**ARBEITSAUFTRAG 1:** Gib aus dem Text über das DRG-System die Passage von „In den letzten“ bis einschließlich „im Pflegedienst betroffen.“ wortgetreu aus.
**ARBEITSAUFTRAG 2:** Schreibe den Text über das DRG-System weiter, indem du den nächsten Abschnitt im Anschluss an seinen letzten Satz verfasst.

**AUSGEWÄHLTER TEXT:**
-=-=-=-=-

In den letzten Jahren ist das DRG-System jedoch vermehrt in die Kritik geraten. Im Fokus steht eine seit Einführung des DRG-Systems zunehmend wahrgenommene „Ökonomisierung“ der Medizin, die Anreize für ein fehlindiziertes, wirtschaftliches Verhalten fördert sowie Anreize zur Kostensenkung, zur Mengenausweitung lukrativer Leistungen und zum Abbau von Pflegepersonal schafft.
Um im Rahmen der Einführung des DRG-Systems wirtschaftlich profitabel zu sein, haben Krankenhäuser in erster Linie die Reduzierung ihrer Kosten - insbesondere Personalkosten - und damit einen Stellenabbau forciert. Dies hat nicht nur gravierende Auswirkungen auf die Qualität der Patientenversorgung, sondern geht ferner mit einer Verschlechterung der Arbeitsbedingungen für die Krankenhausbeschäftigten einher. Davon sind primär die Beschäftigten der Servicebereiche und im Pflegedienst betroffen.

-=-=-=-=-

Datenelemente

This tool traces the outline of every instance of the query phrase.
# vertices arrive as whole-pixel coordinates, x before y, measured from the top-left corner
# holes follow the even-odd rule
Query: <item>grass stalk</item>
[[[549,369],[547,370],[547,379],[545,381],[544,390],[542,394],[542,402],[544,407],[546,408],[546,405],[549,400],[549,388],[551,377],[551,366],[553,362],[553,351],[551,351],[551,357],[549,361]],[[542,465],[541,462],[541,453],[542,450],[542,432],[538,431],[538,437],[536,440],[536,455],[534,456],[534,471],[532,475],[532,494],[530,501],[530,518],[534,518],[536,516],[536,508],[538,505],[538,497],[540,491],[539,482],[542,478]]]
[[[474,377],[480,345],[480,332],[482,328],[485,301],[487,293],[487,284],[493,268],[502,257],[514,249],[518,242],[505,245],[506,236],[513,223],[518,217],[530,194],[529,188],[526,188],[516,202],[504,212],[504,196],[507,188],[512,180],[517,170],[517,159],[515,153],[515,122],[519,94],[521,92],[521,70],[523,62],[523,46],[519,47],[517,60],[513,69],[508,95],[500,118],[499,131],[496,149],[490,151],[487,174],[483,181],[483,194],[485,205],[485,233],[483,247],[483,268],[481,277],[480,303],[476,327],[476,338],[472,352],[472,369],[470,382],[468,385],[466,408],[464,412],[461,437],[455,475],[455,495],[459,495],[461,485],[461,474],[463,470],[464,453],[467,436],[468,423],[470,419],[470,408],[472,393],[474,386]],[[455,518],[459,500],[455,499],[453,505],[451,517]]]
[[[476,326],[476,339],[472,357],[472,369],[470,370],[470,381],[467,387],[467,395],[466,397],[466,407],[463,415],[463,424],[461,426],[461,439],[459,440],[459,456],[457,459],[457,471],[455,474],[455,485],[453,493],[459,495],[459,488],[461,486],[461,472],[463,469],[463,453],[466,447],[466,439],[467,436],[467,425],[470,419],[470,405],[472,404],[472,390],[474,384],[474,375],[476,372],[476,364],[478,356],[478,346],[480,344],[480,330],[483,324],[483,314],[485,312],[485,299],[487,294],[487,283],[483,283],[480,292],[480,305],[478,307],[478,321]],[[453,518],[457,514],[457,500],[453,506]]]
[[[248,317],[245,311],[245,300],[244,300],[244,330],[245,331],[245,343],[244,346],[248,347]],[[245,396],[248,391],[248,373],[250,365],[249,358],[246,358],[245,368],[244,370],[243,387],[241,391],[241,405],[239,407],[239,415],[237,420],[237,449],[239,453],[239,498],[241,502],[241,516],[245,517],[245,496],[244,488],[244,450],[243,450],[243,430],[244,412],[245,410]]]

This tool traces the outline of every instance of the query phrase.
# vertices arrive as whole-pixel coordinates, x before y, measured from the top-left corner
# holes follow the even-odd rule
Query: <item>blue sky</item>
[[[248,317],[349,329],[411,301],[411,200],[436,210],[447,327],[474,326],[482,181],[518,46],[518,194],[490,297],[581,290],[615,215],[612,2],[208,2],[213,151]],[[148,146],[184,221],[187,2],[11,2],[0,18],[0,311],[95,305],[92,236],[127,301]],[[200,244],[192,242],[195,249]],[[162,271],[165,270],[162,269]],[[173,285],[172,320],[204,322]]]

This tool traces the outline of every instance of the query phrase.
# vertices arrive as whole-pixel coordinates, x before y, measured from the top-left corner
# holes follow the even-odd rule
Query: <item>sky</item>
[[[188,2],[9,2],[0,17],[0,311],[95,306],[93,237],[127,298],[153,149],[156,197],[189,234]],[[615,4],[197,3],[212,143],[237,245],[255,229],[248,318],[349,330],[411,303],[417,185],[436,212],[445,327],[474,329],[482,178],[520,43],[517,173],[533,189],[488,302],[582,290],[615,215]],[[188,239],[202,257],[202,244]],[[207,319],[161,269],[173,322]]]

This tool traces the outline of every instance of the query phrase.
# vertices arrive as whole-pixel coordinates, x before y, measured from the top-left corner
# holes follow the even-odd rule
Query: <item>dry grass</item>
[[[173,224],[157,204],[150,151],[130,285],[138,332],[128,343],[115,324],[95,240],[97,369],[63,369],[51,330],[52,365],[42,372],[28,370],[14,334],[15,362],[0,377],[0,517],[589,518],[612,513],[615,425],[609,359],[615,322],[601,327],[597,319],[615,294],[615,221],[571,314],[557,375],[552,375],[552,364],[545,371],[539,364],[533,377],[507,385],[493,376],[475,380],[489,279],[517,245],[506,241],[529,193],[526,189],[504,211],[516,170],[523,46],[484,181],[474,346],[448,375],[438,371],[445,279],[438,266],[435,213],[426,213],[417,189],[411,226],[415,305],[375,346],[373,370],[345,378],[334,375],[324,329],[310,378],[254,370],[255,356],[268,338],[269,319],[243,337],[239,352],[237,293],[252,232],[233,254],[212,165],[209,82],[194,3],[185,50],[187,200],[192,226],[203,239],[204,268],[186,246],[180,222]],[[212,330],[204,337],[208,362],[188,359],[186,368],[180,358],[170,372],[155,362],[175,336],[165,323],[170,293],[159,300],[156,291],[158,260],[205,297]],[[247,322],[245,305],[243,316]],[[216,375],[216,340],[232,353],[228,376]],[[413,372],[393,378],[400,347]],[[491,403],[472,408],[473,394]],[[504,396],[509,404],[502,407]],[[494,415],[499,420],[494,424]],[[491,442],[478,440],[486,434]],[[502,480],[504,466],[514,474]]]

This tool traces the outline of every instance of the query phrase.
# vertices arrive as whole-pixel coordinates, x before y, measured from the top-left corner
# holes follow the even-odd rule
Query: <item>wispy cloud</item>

-=-=-=-=-

**ERGEBNIS 1:**
In den letzten Jahren ist das DRG-System jedoch vermehrt in die Kritik geraten. Im Fokus steht eine seit Einführung des DRG-Systems zunehmend wahrgenommene „Ökonomisierung“ der Medizin, die Anreize für ein fehlindiziertes, wirtschaftliches Verhalten fördert sowie Anreize zur Kostensenkung, zur Mengenausweitung lukrativer Leistungen und zum Abbau von Pflegepersonal schafft.
Um im Rahmen der Einführung des DRG-Systems wirtschaftlich profitabel zu sein, haben Krankenhäuser in erster Linie die Reduzierung ihrer Kosten - insbesondere Personalkosten - und damit einen Stellenabbau forciert. Dies hat nicht nur gravierende Auswirkungen auf die Qualität der Patientenversorgung, sondern geht ferner mit einer Verschlechterung der Arbeitsbedingungen für die Krankenhausbeschäftigten einher. Davon sind primär die Beschäftigten der Servicebereiche und im Pflegedienst betroffen.

**ERGEBNIS 2:**
Neben der Reduzierung der Zahl der Beschäftigten in den Servicebereichen sehen sich Mitarbeiter im hauswirtschaftlichen und technischen Bereich sowie in Wirtschafts- und Versorgungsdiensten mit Einkommenseinbußen konfrontiert. Dies ist in erster Linie dem Outsourcing sog. Sekundär- und Tertiärdienstleistungsbereiche geschuldet, in Verbindung mit einem für Beschäftigte geringeren durchschnittlichen Lohnniveau. Dies trägt hierüber zu einer Verstärkung bereits bestehender sozialer Ungleichheit bei.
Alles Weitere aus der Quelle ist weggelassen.